Stochastic filter

When we observe some natural phenomenon, there are essentially two “random” or “noisy” influences: First there may be uncontrollable, seemingly random, processes that influence the phenomenon itself, then there will be errors in the measuring process. **Stochastic filters** are algorithms that compute estimations of the true state of the phenomenon, given “noisy” observation.

Therefore, **stochastic filters** are actually **estimators** that are supposed to remove the noise from the measurements: The removal of noise is the reason for the name “filter”.

The **Kalman-Bucy filter**, which is the solution of a linear filtering problem, has found many applications including aerospace engineering (Ranger, Mariner, Apollo), and can therefore be used as an example that quite sophisticated mathematics may have relevant real world applications almost immediately after its invention.

This page primarily deals with filtering of continuous time analytic systems. For discrete time filtering see temporal filtering.

We will formulate the filtering problem in continuous time using stochastic differential equations. Let the original process $X_t$ satisfy a stochastic differential equation

$d X_t = A(X_t ,t) \; d t + B(X_t, t) \; d W_{1, t}$

This is the process we would like to know about. But all we have is knowledge about a measurement process $Z_t$ of the original process $X_t$, which again satisfies a differential equation

$d Z_t = C(X_t, t) \; d t + D(X_ t, t ) \; d W_{2, t}$

Both equations may be multidimensional, not necessarily with the same dimension, and $W_{1, t}$ and $W_{2, t}$ are independent Wiener processes of the appropriate dimension.

**Dataset rows:**
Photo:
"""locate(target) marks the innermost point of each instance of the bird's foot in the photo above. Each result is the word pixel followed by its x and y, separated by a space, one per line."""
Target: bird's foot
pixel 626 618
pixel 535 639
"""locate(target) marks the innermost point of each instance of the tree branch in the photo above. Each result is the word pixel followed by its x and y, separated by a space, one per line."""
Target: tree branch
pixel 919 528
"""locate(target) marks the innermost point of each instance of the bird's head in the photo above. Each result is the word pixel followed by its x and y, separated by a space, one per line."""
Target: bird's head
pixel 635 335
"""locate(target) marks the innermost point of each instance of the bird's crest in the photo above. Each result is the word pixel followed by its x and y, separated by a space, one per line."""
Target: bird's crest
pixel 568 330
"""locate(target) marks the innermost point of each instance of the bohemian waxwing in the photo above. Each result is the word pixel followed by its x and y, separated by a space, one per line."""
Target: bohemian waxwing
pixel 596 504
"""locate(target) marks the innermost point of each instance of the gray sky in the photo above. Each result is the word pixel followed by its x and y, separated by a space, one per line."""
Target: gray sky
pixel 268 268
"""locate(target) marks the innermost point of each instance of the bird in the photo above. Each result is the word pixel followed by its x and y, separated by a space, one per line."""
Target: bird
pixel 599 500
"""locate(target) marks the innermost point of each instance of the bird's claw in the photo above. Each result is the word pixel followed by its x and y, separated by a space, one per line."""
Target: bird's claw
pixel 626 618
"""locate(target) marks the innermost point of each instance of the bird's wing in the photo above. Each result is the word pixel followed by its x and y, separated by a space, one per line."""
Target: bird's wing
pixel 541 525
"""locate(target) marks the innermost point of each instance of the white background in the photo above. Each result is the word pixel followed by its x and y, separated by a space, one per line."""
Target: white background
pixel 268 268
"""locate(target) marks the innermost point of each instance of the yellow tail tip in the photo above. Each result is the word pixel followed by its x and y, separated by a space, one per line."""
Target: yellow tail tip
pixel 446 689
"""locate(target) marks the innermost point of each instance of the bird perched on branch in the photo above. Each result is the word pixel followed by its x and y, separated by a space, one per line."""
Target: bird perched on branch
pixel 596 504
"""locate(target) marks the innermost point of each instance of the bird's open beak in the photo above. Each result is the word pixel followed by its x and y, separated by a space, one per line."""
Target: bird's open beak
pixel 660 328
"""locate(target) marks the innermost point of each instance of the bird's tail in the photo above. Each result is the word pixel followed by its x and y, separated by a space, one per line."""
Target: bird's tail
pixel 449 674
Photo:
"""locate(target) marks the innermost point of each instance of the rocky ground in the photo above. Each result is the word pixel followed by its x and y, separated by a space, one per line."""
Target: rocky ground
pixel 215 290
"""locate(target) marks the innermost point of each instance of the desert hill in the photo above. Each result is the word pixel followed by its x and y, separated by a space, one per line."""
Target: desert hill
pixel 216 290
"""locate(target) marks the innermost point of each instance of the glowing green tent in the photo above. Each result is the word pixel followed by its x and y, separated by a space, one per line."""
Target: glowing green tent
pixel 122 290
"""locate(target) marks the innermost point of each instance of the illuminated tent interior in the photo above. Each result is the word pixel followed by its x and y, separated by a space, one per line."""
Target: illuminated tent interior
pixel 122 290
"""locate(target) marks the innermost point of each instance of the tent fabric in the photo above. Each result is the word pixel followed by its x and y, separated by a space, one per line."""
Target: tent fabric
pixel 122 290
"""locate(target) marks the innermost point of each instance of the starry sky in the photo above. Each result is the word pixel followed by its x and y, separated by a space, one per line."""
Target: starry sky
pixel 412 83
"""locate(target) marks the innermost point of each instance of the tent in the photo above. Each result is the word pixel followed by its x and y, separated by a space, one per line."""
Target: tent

**To do:**
1. In the passage on stochastic filters, what is given as the reason for the name "filter"?
2. Quote the stretch of the passage on stochastic filters from "We will formulate" through "the appropriate dimension.".
3. List the names that the passage on stochastic filters gives in parentheses as aerospace engineering applications of the Kalman-Bucy filter.
The data come from a source separate from the text.

**Responses to the tasks:**
1. The removal of noise from the measurements.

2.
We will formulate the filtering problem in continuous time using stochastic differential equations. Let the original process $X_t$ satisfy a stochastic differential equation

$d X_t = A(X_t ,t) \; d t + B(X_t, t) \; d W_{1, t}$

This is the process we would like to know about. But all we have is knowledge about a measurement process $Z_t$ of the original process $X_t$, which again satisfies a differential equation

$d Z_t = C(X_t, t) \; d t + D(X_ t, t ) \; d W_{2, t}$

Both equations may be multidimensional, not necessarily with the same dimension, and $W_{1, t}$ and $W_{2, t}$ are independent Wiener processes of the appropriate dimension.

3. Ranger, Mariner, Apollo